**Job**.
Please copy out the items word for word, starting at the line that contains "roi: light grey background" and ending at the line that contains "[218,250,297,332]", with both of those lines included and nothing else.

**Exercise material**.
--------
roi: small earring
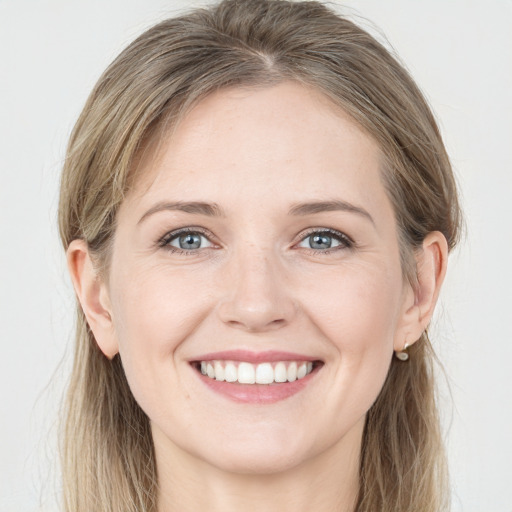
[395,343,409,361]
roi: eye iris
[179,233,201,249]
[309,234,332,249]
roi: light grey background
[0,0,512,512]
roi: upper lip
[190,350,319,364]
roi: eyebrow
[138,199,375,224]
[288,199,375,225]
[137,201,225,224]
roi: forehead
[129,82,388,216]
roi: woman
[59,0,460,512]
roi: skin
[68,82,447,512]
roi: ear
[394,231,448,351]
[66,240,119,359]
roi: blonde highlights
[59,0,460,512]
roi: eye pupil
[309,234,332,249]
[179,233,201,249]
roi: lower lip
[194,366,320,404]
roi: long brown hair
[59,0,460,512]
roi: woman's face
[101,83,414,472]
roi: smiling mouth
[192,360,323,385]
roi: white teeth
[224,363,238,382]
[274,363,288,382]
[213,361,224,380]
[297,363,308,379]
[200,361,313,384]
[238,363,256,384]
[256,363,274,384]
[286,362,297,382]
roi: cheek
[307,268,401,356]
[111,268,212,402]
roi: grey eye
[298,230,352,251]
[307,233,339,249]
[169,233,211,251]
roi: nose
[218,250,297,332]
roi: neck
[153,422,364,512]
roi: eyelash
[158,227,355,256]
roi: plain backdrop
[0,0,512,512]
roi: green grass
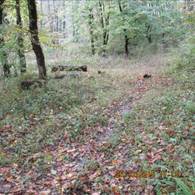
[0,69,129,168]
[125,62,195,195]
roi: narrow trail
[26,76,173,195]
[0,55,175,195]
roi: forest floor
[0,53,195,195]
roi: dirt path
[7,76,170,195]
[0,54,175,195]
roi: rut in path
[42,74,173,194]
[0,76,174,195]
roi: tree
[88,8,95,55]
[27,0,47,79]
[99,0,110,54]
[0,0,11,77]
[118,0,129,56]
[16,0,26,73]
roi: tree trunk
[16,0,26,74]
[27,0,47,79]
[146,25,152,44]
[124,32,129,56]
[89,9,95,55]
[118,0,129,56]
[99,0,110,55]
[0,0,11,77]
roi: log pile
[51,65,87,72]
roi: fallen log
[51,65,87,72]
[20,80,46,90]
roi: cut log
[20,80,45,90]
[51,65,87,72]
[143,74,152,79]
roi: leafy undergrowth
[0,68,130,165]
[0,54,195,195]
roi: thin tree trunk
[0,0,11,77]
[27,0,47,79]
[89,9,95,55]
[118,0,129,56]
[16,0,26,74]
[146,25,152,44]
[99,0,110,55]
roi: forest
[0,0,195,195]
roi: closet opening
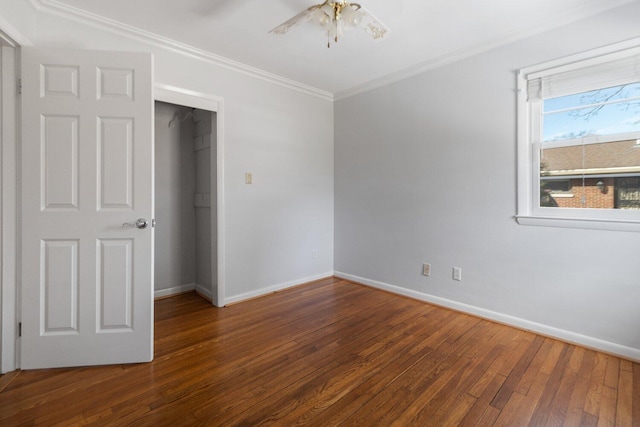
[154,101,218,303]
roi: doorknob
[122,218,149,229]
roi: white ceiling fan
[269,0,389,47]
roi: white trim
[333,271,640,362]
[333,0,634,101]
[225,271,333,304]
[31,0,333,101]
[515,216,640,232]
[0,43,20,373]
[195,283,213,301]
[153,283,196,299]
[0,16,33,48]
[153,83,226,307]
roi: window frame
[515,38,640,232]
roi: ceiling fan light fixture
[269,0,389,47]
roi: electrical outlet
[422,264,431,276]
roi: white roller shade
[527,49,640,99]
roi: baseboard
[153,283,196,299]
[224,271,333,305]
[195,283,213,301]
[333,271,640,363]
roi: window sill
[515,215,640,232]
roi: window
[516,39,640,231]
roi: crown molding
[333,0,636,101]
[30,0,333,101]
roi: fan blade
[269,5,319,34]
[359,7,389,40]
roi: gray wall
[334,2,640,359]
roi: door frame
[0,28,21,373]
[153,82,225,307]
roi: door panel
[21,48,154,369]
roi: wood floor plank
[0,278,640,426]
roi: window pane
[540,140,640,209]
[543,99,640,142]
[544,83,640,113]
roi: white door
[20,48,154,369]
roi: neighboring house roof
[541,139,640,176]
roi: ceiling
[48,0,634,94]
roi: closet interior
[154,102,217,300]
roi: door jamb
[0,29,20,373]
[153,83,225,307]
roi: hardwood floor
[0,278,640,426]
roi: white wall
[334,2,640,359]
[0,2,333,302]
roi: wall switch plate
[422,264,431,276]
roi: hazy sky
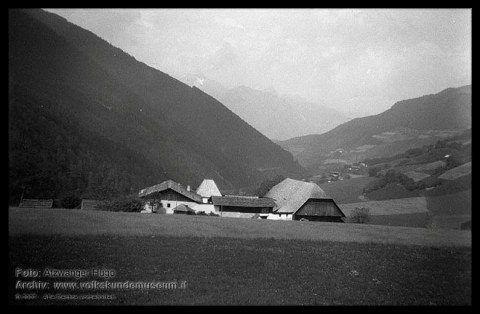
[48,9,472,117]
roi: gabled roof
[265,178,331,213]
[212,196,275,208]
[173,204,195,213]
[138,180,202,203]
[197,179,222,197]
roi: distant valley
[8,10,305,202]
[278,85,472,172]
[179,74,350,141]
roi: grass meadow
[9,209,471,305]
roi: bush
[60,194,82,208]
[102,196,144,213]
[346,207,370,224]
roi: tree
[61,194,82,208]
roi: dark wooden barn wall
[295,200,343,217]
[219,206,273,214]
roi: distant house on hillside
[138,180,216,214]
[212,195,275,218]
[265,178,345,222]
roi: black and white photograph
[8,8,473,308]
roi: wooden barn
[265,178,345,222]
[212,195,275,218]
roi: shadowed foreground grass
[9,235,471,305]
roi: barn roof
[197,179,222,197]
[138,180,202,203]
[212,196,275,208]
[265,178,331,213]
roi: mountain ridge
[9,10,304,201]
[278,85,472,166]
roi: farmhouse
[212,195,275,219]
[265,178,345,222]
[197,179,222,213]
[138,180,214,214]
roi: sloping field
[404,171,430,182]
[9,207,471,246]
[9,235,472,305]
[438,161,472,180]
[319,177,378,204]
[415,160,447,172]
[366,182,420,201]
[339,197,428,216]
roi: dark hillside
[9,10,303,202]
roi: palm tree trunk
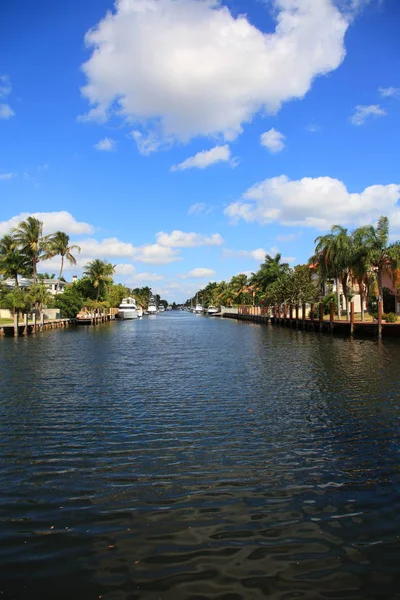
[378,267,383,302]
[57,254,64,293]
[32,258,37,283]
[336,277,342,319]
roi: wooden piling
[14,311,19,337]
[329,300,335,333]
[378,300,383,340]
[319,302,324,331]
[350,300,354,335]
[22,313,28,335]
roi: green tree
[250,253,290,292]
[0,235,31,287]
[28,283,53,312]
[106,283,130,308]
[43,231,81,292]
[54,285,85,319]
[364,216,400,301]
[311,225,353,318]
[12,217,48,283]
[84,258,115,300]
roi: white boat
[118,297,138,319]
[193,296,204,315]
[147,295,158,315]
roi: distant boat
[193,296,204,315]
[147,295,158,315]
[118,297,138,319]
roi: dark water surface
[0,313,400,600]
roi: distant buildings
[1,277,69,296]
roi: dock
[0,310,115,337]
[222,302,400,339]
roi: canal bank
[221,302,400,339]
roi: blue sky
[0,0,400,300]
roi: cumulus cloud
[179,268,215,279]
[379,87,400,98]
[94,138,116,152]
[0,210,93,235]
[261,128,285,154]
[225,175,400,229]
[156,230,224,248]
[82,0,350,145]
[129,273,164,284]
[350,104,386,125]
[0,75,12,98]
[171,144,231,171]
[0,104,15,120]
[78,237,182,265]
[222,248,268,262]
[0,75,15,120]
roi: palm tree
[43,231,81,292]
[250,253,290,292]
[363,216,400,301]
[12,217,47,283]
[351,226,371,321]
[84,258,115,300]
[311,225,352,319]
[0,235,31,288]
[229,273,248,304]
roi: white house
[2,277,67,296]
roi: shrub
[382,312,397,323]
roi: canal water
[0,312,400,600]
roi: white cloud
[115,263,136,277]
[350,104,386,125]
[78,238,182,265]
[0,210,93,235]
[261,128,285,154]
[156,230,224,248]
[130,130,164,156]
[188,202,212,216]
[0,75,12,98]
[94,138,116,152]
[135,244,182,265]
[129,273,164,284]
[225,175,400,229]
[171,144,231,171]
[0,104,15,120]
[222,248,268,262]
[179,268,215,279]
[276,233,299,242]
[379,87,400,98]
[82,0,350,145]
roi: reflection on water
[0,313,400,600]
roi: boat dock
[222,302,400,339]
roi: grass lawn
[0,319,13,325]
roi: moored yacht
[118,297,138,319]
[147,294,158,315]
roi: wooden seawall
[222,303,400,339]
[0,313,115,337]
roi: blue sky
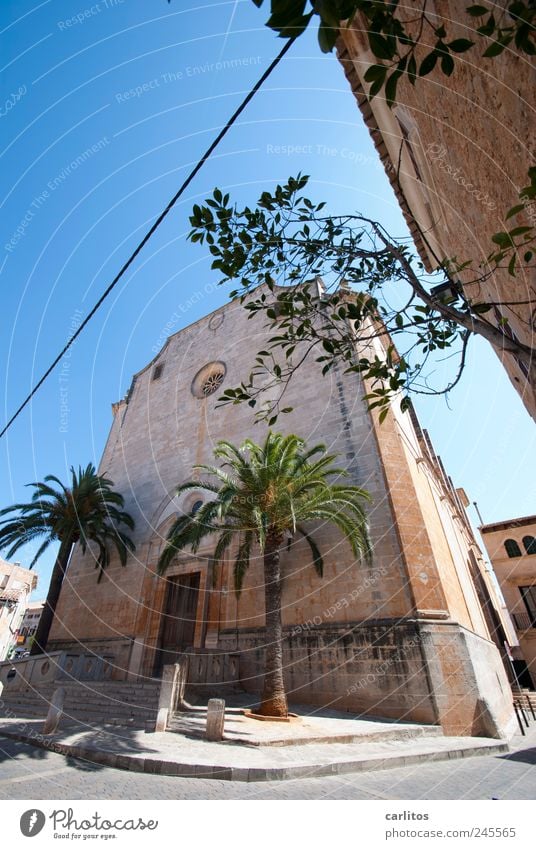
[0,0,536,595]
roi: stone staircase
[1,678,161,729]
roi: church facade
[48,290,513,736]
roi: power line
[0,37,296,438]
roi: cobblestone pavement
[0,726,536,800]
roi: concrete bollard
[43,687,65,734]
[205,699,225,743]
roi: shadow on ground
[500,747,536,766]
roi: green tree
[0,463,134,655]
[158,432,371,716]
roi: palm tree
[0,463,134,655]
[157,432,371,716]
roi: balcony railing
[513,613,536,631]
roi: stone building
[337,0,536,418]
[479,516,536,690]
[15,601,45,653]
[0,557,37,660]
[48,288,512,735]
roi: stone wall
[50,286,508,733]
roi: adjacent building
[0,557,37,660]
[479,516,536,690]
[48,289,512,736]
[337,0,536,418]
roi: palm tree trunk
[259,535,288,716]
[30,538,73,655]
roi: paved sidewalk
[0,708,508,782]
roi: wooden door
[157,572,200,671]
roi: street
[0,726,536,800]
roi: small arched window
[190,499,203,516]
[504,539,521,557]
[523,537,536,554]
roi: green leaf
[506,203,525,218]
[364,65,387,83]
[441,53,454,77]
[466,0,489,18]
[482,41,506,59]
[447,38,474,53]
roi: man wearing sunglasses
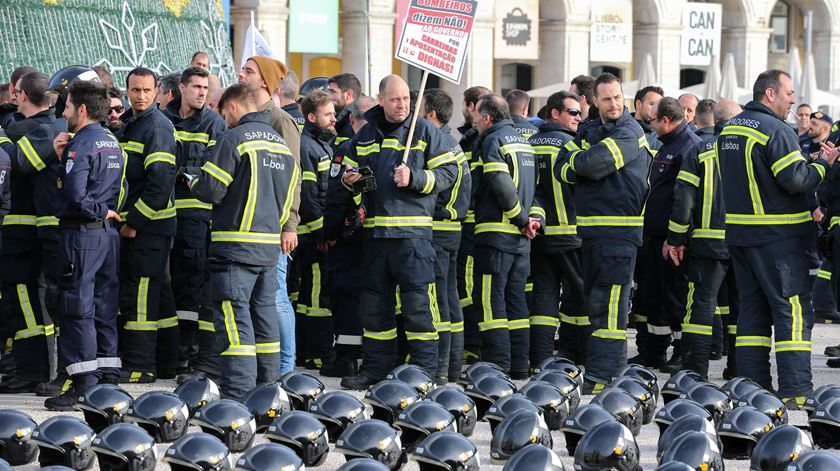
--------
**Full answer**.
roi: light grey background
[0,0,512,512]
roi: upper lip
[190,350,319,364]
roi: eyebrow
[138,199,375,224]
[288,199,375,225]
[137,201,225,224]
roi: forehead
[129,82,388,216]
roi: woman
[59,0,460,512]
roi: skin
[68,82,447,512]
roi: ear
[394,231,448,351]
[66,240,119,359]
roi: blonde highlights
[59,0,460,512]
roi: eye pupil
[309,234,332,249]
[179,233,201,249]
roi: lower lip
[194,366,320,404]
roi: long brown hair
[59,0,460,512]
roi: woman's face
[101,83,414,472]
roi: smiling mouth
[192,360,323,385]
roi: white teeth
[224,363,238,382]
[274,363,288,382]
[213,361,224,380]
[297,363,308,379]
[200,361,313,384]
[238,363,256,384]
[256,363,274,384]
[286,362,297,382]
roi: cheek
[307,268,401,356]
[111,268,212,402]
roi: grey eye
[298,230,352,251]
[307,233,339,249]
[169,233,211,251]
roi: nose
[218,250,297,332]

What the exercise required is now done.